**What you should do**. According to the passage on Jaime Córdoba, what did he originally work as?

**Passage for review**.
*** Block opens ***
Minister for Social Development, Work and Welfare
- In office 23 December 2016 – 29 May 2017
- Prime Minister: Hensley Koeiman Gilmar Pisas
- Preceded by: Ruthmilda Larmonie-Cecilia
- Succeeded by: Hensley Koeiman

Member of the Estates of Curaçao
- In office 29 April 2017 – 11 May 2021
- In office 2010 – 23 December 2016

Vice President of the Estates of Curaçao
- In office 2012 – 8 December 2015
- Succeeded by: Humphrey Davelaar

Personal details
- Born: 11 October 1950 Netherlands Antilles (now Curaçao)
- Died: 15 December 2024 (aged 74) Groningen, the Netherlands
- Party: Sovereign People (Pueblo Soberano, PS) (until 2020), Independent (after 2020)

= Jaime Córdoba (politician) =

Curaçaoan politician (1950–2024)

Jaime Córdoba (11 October 1950 – 15 December 2024) was a Curaçaoan politician of the Sovereign People (PS) political party. Between 23 December 2016 and 29 May 2017, he was Minister for Social Development, Work, and Welfare. He was a member of the Estates of Curaçao between 2010 and December 2016 and once more from 2017 until 2021. He served as vice president of the Estates between 2012 and 2015. From December 2015 until October 2018 Córdoba served as political leader of the Sovereign People political party. He was the party leader in the Estates from December 2015 until he was appointed Minister.

==Life and career==
Córdoba was born in Netherlands Antilles on 11 October 1950. He originally worked as a policeman. He was a member of the Estates of Curaçao for Sovereign People since the dissolution of the Netherlands Antilles on 10 October 2010. On 2 November 2012, he was elected as Vice-President of the Estates. The same month Córdoba stated that he was offered 2 million Netherlands Antillean guilder to withdraw his support from the government, which was based on 11 of 21 seats of the Estates.

Then in May 2013 the leader of Sovereign People, Helmin Wiels, who saw Córdoba as a future candidate for a post as Minister was assassinated. When the cabinet of Prime Minister Ivar Asjes was formed Córdoba could have become Minister of Social Affairs, Work & Welfare. He however decided against it, as to not lose party experience in the Estates and let Jeanne-Marie Francisca become minister.

Córdoba was succeeded as Vice President of the Estates on 8 December 2015 by Humphrey Davelaar. He was the political leader of Pueblo Soberano since 14 December 2015, when he succeeded Helmin Wiels. He was the sole candidate in the party elections. Córdoba became faction leader of Pueblo Soberano in the Estates on 16 December 2015, taking over from Melvin Cijntje.
*** Block closes ***
(Dataset entries)
*** Block opens ***
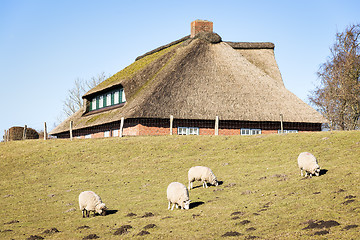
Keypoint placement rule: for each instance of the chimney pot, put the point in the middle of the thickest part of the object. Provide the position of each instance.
(201, 26)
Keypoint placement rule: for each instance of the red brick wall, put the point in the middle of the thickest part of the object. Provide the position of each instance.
(135, 127)
(201, 26)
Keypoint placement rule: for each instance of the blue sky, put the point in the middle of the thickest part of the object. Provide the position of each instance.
(46, 45)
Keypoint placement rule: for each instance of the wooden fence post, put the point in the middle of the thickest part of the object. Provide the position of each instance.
(71, 125)
(45, 131)
(171, 123)
(24, 132)
(121, 126)
(217, 125)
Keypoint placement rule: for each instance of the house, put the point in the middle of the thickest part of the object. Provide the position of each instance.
(197, 85)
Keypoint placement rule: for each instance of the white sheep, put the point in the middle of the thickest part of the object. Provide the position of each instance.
(200, 173)
(90, 201)
(308, 163)
(178, 195)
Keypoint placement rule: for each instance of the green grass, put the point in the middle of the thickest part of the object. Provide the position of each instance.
(41, 180)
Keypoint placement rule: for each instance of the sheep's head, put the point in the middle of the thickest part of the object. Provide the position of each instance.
(101, 209)
(214, 180)
(186, 204)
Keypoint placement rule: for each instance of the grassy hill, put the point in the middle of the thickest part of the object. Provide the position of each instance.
(261, 194)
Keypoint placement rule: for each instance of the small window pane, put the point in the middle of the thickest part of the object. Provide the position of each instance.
(123, 99)
(181, 131)
(101, 101)
(116, 97)
(108, 99)
(115, 133)
(107, 134)
(93, 104)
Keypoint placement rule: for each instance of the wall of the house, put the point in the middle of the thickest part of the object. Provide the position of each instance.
(136, 127)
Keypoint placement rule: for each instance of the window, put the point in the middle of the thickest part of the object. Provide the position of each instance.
(288, 131)
(101, 101)
(181, 131)
(188, 131)
(116, 97)
(115, 133)
(248, 131)
(108, 99)
(193, 131)
(123, 95)
(107, 134)
(93, 104)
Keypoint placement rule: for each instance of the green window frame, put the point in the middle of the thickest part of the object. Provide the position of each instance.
(107, 99)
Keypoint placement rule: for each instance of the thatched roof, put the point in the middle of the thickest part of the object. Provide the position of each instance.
(195, 79)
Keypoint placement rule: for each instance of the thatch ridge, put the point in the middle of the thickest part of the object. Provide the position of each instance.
(163, 47)
(251, 45)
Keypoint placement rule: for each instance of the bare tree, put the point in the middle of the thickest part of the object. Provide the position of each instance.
(73, 101)
(338, 96)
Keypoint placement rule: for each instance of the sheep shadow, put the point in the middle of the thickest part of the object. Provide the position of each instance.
(323, 172)
(110, 212)
(209, 185)
(195, 204)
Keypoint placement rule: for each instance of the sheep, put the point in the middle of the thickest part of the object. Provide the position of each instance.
(178, 195)
(308, 163)
(90, 201)
(203, 174)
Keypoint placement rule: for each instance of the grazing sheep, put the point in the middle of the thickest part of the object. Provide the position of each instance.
(90, 201)
(178, 195)
(203, 174)
(308, 163)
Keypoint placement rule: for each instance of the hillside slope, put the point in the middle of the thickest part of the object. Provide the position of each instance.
(261, 194)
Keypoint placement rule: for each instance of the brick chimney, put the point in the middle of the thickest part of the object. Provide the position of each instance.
(201, 26)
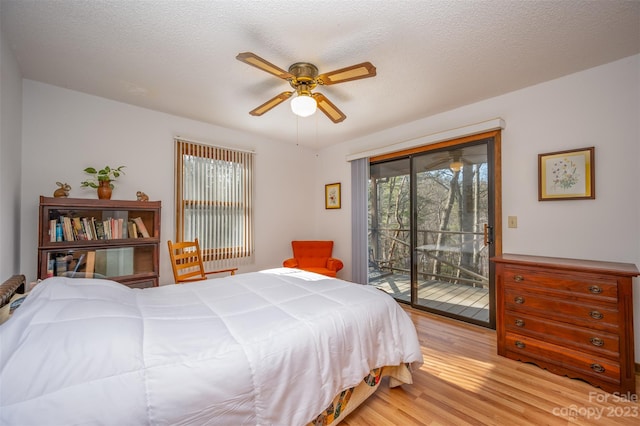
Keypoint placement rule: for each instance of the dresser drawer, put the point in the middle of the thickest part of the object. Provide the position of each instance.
(581, 314)
(574, 285)
(596, 342)
(562, 360)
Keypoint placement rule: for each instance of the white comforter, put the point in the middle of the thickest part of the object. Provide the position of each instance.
(268, 348)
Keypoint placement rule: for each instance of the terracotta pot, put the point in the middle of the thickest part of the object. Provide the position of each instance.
(104, 190)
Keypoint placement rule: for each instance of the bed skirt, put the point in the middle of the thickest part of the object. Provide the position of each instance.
(348, 400)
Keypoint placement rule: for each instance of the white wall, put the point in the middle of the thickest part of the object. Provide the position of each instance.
(65, 131)
(599, 107)
(10, 136)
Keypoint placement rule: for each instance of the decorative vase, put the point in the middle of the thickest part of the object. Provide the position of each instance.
(104, 190)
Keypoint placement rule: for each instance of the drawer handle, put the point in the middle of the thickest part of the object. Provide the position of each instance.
(596, 315)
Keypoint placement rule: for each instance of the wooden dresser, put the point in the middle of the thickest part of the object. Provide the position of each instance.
(572, 317)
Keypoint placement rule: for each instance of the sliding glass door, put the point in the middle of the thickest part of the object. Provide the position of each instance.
(430, 229)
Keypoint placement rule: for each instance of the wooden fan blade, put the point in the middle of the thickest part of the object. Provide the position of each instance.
(256, 61)
(271, 103)
(329, 109)
(354, 72)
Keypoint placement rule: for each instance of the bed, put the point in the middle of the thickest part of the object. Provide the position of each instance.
(276, 347)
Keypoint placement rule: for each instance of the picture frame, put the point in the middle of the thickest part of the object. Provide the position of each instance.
(332, 196)
(567, 175)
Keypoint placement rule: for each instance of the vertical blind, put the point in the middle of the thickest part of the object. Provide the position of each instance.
(214, 201)
(359, 220)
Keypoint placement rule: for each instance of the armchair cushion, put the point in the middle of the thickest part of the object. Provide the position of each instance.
(314, 256)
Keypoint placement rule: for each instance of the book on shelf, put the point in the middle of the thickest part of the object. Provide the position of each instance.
(101, 230)
(141, 228)
(91, 261)
(77, 227)
(52, 230)
(133, 229)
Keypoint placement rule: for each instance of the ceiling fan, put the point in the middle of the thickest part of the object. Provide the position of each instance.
(303, 78)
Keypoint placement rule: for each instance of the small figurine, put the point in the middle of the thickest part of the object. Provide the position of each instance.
(142, 196)
(63, 191)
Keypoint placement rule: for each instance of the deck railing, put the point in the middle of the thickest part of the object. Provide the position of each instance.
(452, 256)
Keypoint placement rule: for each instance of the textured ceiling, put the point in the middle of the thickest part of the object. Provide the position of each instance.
(431, 56)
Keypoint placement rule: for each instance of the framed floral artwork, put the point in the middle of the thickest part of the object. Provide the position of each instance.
(566, 175)
(332, 196)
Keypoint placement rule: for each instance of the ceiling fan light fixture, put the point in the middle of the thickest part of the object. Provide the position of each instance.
(303, 105)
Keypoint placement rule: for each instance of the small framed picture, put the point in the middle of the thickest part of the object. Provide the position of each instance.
(332, 196)
(566, 175)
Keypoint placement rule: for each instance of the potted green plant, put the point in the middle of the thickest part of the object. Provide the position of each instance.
(102, 180)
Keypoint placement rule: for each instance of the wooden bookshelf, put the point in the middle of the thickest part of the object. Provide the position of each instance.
(93, 238)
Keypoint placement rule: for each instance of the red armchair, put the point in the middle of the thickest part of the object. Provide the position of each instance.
(314, 256)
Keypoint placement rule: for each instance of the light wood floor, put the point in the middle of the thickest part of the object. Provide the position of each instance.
(464, 382)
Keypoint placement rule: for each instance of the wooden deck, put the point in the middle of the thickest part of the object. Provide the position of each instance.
(458, 299)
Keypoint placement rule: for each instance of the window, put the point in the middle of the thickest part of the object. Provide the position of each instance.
(214, 192)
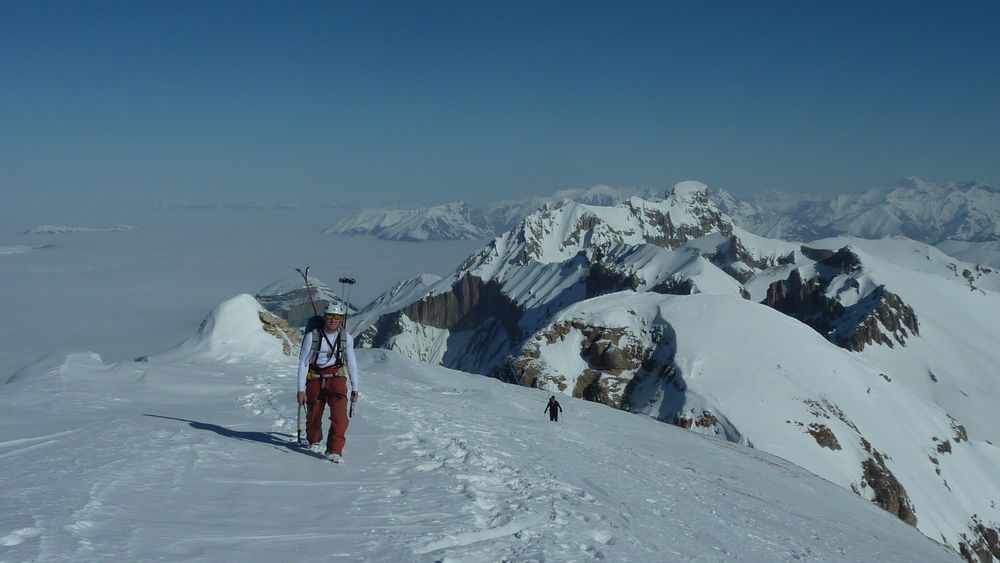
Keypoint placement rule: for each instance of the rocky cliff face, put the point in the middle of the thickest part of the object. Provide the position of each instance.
(878, 317)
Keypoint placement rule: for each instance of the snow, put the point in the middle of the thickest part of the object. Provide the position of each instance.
(190, 455)
(195, 459)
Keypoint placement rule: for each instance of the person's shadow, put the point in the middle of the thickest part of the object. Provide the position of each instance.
(278, 440)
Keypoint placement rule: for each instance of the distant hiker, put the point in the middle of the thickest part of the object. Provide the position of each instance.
(322, 381)
(553, 409)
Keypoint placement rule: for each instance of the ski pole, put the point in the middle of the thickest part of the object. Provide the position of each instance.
(348, 282)
(298, 428)
(305, 276)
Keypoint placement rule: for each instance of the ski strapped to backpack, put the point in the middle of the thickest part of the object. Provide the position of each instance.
(317, 321)
(316, 372)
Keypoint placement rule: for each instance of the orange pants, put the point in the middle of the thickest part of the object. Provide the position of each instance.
(320, 393)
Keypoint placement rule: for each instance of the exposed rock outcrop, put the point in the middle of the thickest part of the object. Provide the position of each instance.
(880, 317)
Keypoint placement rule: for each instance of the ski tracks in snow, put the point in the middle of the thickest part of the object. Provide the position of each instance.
(497, 508)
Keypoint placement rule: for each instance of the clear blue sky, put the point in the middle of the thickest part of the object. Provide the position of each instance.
(422, 102)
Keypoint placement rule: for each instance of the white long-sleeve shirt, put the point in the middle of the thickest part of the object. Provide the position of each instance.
(325, 358)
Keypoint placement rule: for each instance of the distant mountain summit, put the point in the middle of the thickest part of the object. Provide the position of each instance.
(911, 207)
(869, 362)
(458, 220)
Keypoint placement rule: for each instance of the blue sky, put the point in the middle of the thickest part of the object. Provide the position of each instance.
(377, 103)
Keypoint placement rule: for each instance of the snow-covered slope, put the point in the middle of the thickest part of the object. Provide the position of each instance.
(741, 371)
(567, 252)
(289, 299)
(193, 458)
(917, 317)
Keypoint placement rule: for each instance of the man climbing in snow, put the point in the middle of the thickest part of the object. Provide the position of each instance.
(553, 409)
(322, 381)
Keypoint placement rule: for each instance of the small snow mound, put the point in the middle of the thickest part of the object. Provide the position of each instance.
(231, 333)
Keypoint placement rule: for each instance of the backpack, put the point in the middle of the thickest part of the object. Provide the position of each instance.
(315, 326)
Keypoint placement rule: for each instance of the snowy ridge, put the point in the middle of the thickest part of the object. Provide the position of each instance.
(915, 208)
(230, 334)
(201, 447)
(397, 297)
(449, 221)
(920, 319)
(289, 299)
(824, 408)
(458, 220)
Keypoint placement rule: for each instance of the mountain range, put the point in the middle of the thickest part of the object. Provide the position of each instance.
(870, 363)
(962, 218)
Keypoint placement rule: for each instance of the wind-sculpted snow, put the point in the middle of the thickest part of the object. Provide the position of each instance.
(289, 299)
(233, 332)
(172, 460)
(695, 360)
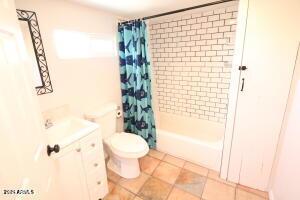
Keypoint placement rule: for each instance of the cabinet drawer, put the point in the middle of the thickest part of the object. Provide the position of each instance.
(97, 186)
(94, 162)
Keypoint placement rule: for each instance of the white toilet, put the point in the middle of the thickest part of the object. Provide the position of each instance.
(123, 149)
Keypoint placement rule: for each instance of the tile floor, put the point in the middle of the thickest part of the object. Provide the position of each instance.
(165, 177)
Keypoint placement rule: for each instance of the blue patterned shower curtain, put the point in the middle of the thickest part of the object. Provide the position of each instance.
(135, 81)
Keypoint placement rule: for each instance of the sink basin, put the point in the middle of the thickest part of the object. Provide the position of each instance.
(69, 130)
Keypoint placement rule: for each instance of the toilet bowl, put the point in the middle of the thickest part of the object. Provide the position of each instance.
(123, 149)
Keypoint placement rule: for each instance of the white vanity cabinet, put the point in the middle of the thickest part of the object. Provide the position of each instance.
(81, 169)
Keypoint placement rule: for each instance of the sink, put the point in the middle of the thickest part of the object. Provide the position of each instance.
(69, 130)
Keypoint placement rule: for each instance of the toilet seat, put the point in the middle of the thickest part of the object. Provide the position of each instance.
(128, 145)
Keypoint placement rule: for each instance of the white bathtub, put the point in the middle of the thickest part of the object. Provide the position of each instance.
(194, 140)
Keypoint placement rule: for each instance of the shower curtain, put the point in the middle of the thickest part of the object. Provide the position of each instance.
(136, 81)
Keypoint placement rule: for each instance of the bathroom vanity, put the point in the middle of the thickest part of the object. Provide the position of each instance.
(80, 163)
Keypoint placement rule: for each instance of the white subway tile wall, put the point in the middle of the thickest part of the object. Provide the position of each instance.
(192, 58)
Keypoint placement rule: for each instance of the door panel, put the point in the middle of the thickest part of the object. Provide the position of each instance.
(269, 53)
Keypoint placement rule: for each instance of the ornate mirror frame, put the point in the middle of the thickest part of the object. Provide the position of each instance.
(31, 18)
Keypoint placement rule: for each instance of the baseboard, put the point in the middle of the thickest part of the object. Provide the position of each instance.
(271, 195)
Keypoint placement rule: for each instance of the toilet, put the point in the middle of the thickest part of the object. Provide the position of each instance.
(123, 149)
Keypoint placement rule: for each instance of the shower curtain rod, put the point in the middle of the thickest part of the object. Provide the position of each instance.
(178, 11)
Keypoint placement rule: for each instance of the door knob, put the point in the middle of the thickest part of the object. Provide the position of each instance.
(50, 149)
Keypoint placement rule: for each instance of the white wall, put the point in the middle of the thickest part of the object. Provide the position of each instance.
(192, 56)
(80, 83)
(285, 176)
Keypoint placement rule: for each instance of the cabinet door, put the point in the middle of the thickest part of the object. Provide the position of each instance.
(94, 163)
(71, 176)
(270, 48)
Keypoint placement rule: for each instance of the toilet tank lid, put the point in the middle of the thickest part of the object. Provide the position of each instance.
(101, 111)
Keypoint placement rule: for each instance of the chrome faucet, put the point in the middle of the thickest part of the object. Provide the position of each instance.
(48, 123)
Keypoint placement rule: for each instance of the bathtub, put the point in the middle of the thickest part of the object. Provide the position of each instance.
(195, 140)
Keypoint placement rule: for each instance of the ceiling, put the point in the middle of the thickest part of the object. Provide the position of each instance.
(140, 8)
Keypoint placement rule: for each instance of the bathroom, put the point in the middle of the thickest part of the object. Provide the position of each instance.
(209, 111)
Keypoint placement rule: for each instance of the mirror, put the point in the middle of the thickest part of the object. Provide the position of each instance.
(34, 45)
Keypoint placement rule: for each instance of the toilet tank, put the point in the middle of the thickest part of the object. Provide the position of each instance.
(106, 117)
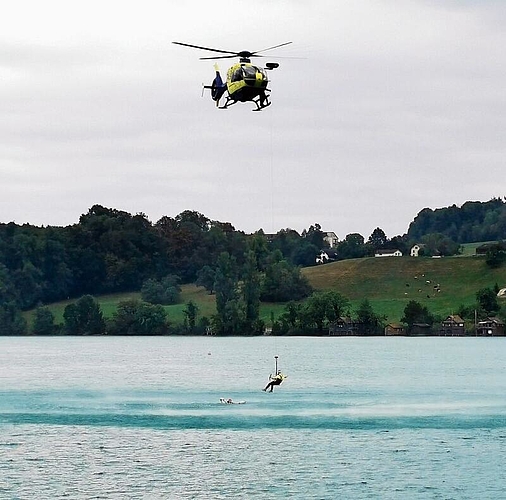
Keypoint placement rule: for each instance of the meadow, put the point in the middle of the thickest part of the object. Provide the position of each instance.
(389, 283)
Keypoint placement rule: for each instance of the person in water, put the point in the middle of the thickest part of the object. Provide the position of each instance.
(274, 380)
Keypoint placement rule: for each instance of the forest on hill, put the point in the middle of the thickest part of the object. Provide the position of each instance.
(112, 251)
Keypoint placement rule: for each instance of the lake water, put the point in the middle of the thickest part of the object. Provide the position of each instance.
(140, 418)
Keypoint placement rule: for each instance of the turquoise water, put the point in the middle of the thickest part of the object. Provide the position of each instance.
(140, 418)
*** Block closes ***
**Result of the exercise**. He originally worked as a policeman.